Your objective:
Put the lines of the listing below into a Markdown table with the columns Row and Listing line, numbering each row and leaving out blank lines. Begin at the line that has "Target: green tractor" and stop after the line that has "179,69 -> 223,99".

--

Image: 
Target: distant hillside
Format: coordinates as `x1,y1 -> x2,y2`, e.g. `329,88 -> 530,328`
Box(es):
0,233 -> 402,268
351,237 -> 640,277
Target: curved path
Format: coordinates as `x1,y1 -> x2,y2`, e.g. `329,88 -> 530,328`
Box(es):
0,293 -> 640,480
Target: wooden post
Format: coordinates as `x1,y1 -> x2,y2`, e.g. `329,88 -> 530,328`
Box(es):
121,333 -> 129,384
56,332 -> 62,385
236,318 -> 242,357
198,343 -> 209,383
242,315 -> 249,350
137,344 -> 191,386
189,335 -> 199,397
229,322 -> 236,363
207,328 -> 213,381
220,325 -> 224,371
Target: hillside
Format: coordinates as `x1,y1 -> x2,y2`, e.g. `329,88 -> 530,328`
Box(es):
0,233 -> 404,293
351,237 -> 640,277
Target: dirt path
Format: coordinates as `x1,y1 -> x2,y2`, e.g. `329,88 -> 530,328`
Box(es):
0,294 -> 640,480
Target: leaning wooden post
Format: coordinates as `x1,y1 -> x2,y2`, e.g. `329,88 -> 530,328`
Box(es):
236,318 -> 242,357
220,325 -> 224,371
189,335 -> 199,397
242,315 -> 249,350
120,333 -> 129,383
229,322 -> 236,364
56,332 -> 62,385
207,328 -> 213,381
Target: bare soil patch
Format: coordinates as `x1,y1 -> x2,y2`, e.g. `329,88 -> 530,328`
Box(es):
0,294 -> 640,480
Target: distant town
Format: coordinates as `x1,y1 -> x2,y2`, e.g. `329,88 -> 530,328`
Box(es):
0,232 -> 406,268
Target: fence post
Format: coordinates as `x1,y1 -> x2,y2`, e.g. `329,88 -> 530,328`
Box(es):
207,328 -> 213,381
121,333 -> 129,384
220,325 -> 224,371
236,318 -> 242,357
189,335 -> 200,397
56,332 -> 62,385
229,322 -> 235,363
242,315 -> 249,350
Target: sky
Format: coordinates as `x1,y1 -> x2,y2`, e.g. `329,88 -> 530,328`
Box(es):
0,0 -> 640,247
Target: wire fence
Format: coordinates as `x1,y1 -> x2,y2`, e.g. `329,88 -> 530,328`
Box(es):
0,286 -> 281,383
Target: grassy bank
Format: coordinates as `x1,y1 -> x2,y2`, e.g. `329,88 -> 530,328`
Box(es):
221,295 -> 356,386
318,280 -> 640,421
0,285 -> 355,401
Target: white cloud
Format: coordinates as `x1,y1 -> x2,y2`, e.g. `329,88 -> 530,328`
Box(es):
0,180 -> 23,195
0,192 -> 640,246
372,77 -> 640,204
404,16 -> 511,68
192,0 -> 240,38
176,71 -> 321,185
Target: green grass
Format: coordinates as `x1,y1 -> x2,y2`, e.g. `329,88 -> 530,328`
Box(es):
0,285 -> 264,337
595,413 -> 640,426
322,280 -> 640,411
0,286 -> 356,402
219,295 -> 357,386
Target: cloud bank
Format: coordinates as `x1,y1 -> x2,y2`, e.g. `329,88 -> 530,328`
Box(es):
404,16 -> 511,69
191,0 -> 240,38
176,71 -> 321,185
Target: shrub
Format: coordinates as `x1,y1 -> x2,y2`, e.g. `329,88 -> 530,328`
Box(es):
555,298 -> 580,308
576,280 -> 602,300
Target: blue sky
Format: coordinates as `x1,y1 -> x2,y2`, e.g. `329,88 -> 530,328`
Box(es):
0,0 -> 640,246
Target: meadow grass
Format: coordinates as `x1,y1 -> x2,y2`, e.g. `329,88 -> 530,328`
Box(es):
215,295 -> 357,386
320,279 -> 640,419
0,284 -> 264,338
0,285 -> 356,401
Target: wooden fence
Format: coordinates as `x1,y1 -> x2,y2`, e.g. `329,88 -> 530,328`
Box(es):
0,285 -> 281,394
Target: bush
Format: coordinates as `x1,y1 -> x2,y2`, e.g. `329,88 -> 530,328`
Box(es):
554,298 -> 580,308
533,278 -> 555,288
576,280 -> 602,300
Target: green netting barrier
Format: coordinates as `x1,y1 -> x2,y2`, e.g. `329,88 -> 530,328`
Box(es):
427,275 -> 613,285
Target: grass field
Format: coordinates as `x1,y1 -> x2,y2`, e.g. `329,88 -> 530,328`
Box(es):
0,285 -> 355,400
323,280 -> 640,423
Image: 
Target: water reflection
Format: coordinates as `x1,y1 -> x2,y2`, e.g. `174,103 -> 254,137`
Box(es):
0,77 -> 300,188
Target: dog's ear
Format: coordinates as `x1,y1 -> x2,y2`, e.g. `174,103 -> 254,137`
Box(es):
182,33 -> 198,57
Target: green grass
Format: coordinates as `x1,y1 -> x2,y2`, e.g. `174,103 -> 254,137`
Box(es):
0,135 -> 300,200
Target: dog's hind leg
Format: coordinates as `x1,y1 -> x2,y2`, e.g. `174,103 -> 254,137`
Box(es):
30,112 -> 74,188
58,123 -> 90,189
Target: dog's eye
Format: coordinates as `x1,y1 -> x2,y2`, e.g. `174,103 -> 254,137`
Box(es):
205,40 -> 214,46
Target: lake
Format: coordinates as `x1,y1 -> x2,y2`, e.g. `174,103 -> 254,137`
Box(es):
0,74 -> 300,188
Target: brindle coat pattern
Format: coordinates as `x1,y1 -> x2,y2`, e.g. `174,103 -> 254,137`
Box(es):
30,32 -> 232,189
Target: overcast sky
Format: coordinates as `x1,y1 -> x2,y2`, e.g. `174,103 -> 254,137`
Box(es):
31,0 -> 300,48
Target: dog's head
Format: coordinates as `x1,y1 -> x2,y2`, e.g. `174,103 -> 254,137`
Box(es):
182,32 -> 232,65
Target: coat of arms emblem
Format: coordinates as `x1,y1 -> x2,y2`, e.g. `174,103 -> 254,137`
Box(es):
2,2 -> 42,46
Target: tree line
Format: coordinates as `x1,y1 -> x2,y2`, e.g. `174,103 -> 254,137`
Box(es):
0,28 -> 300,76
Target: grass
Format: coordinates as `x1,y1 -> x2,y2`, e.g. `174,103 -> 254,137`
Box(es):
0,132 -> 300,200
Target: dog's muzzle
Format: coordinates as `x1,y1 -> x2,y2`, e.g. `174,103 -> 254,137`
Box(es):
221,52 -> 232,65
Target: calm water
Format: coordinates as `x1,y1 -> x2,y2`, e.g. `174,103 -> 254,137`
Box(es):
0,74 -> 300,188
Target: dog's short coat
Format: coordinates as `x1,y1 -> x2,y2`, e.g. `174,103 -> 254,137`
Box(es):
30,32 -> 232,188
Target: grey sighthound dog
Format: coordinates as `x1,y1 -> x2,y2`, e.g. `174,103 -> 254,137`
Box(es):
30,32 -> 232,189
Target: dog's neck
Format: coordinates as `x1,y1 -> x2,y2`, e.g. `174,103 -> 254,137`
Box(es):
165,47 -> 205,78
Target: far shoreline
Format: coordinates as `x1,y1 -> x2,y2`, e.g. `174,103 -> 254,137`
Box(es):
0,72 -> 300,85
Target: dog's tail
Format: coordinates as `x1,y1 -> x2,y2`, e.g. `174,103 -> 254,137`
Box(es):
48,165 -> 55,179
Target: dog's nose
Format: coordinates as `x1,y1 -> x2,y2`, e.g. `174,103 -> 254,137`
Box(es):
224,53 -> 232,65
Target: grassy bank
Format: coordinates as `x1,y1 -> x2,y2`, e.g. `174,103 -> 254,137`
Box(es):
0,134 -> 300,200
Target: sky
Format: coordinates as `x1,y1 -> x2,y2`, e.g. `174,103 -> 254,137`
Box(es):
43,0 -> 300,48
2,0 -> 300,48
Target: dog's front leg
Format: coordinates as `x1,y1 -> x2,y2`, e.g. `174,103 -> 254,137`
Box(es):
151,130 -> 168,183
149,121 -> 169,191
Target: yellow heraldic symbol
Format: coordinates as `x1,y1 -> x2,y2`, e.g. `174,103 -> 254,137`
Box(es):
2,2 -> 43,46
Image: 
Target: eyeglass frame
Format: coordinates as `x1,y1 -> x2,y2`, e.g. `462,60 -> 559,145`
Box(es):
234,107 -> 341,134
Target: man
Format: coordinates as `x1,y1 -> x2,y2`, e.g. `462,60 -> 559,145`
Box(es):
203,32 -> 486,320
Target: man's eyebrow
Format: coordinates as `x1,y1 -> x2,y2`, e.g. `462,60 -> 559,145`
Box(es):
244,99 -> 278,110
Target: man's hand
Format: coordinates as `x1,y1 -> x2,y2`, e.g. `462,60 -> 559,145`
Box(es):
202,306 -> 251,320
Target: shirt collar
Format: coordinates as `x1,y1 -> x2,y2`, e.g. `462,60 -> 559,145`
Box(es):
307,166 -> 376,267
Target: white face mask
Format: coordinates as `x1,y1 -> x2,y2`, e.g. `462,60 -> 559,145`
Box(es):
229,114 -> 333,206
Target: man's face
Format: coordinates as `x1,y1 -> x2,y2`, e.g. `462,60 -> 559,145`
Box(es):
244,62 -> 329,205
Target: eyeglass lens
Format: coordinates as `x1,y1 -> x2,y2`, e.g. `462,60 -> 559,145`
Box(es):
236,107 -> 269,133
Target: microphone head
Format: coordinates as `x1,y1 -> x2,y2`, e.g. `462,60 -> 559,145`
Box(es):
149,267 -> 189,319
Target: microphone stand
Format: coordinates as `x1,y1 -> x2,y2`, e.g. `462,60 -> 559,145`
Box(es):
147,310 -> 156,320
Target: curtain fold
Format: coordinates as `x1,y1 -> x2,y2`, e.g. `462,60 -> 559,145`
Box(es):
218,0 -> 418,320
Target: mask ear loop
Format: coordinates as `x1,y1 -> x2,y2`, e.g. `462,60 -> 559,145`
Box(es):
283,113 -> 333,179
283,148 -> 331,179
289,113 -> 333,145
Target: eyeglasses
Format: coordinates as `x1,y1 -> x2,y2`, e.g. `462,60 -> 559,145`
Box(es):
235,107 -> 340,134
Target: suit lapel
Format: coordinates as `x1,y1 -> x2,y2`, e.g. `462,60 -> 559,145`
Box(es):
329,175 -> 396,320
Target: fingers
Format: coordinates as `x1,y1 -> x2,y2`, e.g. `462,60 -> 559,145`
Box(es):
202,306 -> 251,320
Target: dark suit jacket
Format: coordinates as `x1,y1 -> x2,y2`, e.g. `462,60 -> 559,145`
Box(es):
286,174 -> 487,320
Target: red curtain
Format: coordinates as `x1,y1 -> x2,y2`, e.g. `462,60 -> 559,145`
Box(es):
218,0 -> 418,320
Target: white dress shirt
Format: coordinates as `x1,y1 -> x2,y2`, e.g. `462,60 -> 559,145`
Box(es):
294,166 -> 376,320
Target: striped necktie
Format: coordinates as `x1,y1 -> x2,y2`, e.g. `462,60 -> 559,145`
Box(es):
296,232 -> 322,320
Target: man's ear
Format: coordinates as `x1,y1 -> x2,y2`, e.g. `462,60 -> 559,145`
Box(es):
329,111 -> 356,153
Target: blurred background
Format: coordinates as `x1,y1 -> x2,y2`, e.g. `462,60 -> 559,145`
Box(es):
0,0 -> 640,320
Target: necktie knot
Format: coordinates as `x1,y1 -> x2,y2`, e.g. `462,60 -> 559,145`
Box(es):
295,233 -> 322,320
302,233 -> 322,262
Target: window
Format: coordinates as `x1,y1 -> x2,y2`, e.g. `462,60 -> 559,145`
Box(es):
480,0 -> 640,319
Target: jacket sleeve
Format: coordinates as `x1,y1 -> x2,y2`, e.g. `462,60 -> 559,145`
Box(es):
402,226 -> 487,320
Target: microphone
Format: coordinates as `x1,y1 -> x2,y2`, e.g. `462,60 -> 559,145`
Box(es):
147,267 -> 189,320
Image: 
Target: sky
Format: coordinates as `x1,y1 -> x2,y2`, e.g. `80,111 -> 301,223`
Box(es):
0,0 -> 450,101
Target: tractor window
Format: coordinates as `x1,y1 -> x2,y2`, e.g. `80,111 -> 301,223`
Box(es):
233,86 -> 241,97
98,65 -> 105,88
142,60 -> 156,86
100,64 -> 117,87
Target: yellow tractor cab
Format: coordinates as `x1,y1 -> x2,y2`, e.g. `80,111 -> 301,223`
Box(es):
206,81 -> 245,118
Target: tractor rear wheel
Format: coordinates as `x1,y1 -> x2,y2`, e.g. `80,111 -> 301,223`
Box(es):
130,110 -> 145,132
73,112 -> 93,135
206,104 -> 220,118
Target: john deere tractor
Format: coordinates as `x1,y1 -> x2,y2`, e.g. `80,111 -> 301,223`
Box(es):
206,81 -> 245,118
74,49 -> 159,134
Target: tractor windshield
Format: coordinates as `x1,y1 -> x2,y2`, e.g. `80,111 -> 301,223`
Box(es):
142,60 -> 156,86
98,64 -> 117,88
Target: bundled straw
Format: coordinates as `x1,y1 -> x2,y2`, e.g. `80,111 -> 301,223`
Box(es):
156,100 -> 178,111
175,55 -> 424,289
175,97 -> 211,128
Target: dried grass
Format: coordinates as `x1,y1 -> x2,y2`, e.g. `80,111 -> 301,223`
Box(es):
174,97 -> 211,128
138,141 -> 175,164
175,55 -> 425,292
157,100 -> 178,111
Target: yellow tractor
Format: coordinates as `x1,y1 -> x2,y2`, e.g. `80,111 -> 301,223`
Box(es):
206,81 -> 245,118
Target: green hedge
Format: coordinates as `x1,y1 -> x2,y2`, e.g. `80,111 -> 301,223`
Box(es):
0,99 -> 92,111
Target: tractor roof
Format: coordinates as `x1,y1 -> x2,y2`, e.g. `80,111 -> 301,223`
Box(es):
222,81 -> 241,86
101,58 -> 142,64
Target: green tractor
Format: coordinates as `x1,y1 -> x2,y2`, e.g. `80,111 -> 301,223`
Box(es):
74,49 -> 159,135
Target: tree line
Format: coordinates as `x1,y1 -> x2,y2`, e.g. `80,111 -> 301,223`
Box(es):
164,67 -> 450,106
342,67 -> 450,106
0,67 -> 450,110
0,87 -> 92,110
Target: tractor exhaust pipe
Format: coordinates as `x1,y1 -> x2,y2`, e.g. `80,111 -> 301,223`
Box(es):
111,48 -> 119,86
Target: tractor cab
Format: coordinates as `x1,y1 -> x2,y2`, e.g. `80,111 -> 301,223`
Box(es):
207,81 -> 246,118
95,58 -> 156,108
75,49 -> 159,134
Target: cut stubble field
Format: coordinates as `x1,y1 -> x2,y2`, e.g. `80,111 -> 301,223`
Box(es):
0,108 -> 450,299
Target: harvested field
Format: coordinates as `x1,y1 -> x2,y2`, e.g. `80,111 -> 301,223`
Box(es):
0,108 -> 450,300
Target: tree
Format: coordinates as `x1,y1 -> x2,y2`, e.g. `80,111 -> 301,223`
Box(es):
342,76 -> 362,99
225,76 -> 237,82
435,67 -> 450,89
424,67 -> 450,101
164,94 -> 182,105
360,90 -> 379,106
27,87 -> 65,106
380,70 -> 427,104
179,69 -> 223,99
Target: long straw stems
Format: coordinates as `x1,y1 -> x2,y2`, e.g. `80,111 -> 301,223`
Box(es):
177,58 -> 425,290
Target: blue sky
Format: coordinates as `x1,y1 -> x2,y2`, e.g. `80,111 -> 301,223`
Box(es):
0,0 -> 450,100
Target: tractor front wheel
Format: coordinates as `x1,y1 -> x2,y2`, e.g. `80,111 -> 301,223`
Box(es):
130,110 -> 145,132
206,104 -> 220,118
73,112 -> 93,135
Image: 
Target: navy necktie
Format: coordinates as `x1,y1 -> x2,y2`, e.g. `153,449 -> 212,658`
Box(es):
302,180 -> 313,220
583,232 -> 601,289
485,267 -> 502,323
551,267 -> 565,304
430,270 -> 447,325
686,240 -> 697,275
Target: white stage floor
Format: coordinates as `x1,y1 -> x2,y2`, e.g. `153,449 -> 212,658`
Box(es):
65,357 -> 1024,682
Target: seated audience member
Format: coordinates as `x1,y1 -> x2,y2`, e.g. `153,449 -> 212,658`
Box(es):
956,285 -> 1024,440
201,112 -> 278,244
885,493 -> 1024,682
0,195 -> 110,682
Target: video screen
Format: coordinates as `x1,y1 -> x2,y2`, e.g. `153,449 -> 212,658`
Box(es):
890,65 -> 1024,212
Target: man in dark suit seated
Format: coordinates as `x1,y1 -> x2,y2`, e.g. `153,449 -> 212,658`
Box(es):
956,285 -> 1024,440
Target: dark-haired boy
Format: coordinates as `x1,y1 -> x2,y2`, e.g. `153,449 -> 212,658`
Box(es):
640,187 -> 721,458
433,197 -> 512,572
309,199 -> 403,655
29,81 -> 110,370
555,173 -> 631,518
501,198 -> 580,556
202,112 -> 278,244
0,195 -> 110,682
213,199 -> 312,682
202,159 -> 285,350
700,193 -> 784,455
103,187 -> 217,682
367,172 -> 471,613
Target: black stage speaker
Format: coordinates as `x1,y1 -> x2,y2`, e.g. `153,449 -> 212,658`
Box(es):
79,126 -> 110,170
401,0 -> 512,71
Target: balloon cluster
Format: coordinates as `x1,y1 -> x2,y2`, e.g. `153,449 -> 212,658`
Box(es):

--

Result below:
| Row | Listing line |
|---|---|
| 1 | Target: green tractor |
| 2 | Format: coordinates as `x1,y1 -> x2,y2`, e.g. `80,111 -> 301,223` |
| 3 | Box(es): |
| 4 | 74,49 -> 159,135 |
| 5 | Target: tree line |
| 6 | Format: coordinates as `x1,y1 -> x2,y2`, e.g. `80,111 -> 301,223` |
| 7 | Box(es): |
| 8 | 164,67 -> 450,106 |
| 9 | 342,67 -> 450,106 |
| 10 | 0,67 -> 450,110 |
| 11 | 0,87 -> 92,110 |
| 12 | Target: tractor exhaust pipe |
| 13 | Format: coordinates as `x1,y1 -> x2,y2`, e.g. `80,111 -> 301,223` |
| 14 | Box(es): |
| 15 | 111,48 -> 119,86 |
| 16 | Target: tractor cab |
| 17 | Format: coordinates as `x1,y1 -> x2,y2`, e.g. `80,111 -> 301,223` |
| 18 | Box(es): |
| 19 | 207,81 -> 246,118 |
| 20 | 95,58 -> 156,108 |
| 21 | 75,49 -> 159,134 |
| 22 | Target: cut stubble field |
| 23 | Format: coordinates as `x1,y1 -> x2,y2`, e.g. `80,111 -> 301,223` |
| 24 | Box(es): |
| 25 | 0,108 -> 450,299 |
| 26 | Target: harvested field |
| 27 | Format: coordinates as `x1,y1 -> x2,y2`, e.g. `80,111 -> 301,223` |
| 28 | Box(es): |
| 29 | 0,108 -> 450,300 |
| 30 | Target: tree |
| 31 | Format: coordinates as `x1,y1 -> x2,y2`, e.g. `80,111 -> 301,223` |
| 32 | Box(es): |
| 33 | 342,76 -> 362,99 |
| 34 | 225,76 -> 237,82 |
| 35 | 435,67 -> 450,89 |
| 36 | 424,67 -> 450,101 |
| 37 | 164,94 -> 182,105 |
| 38 | 360,90 -> 379,106 |
| 39 | 27,87 -> 65,106 |
| 40 | 380,70 -> 427,104 |
| 41 | 179,69 -> 223,99 |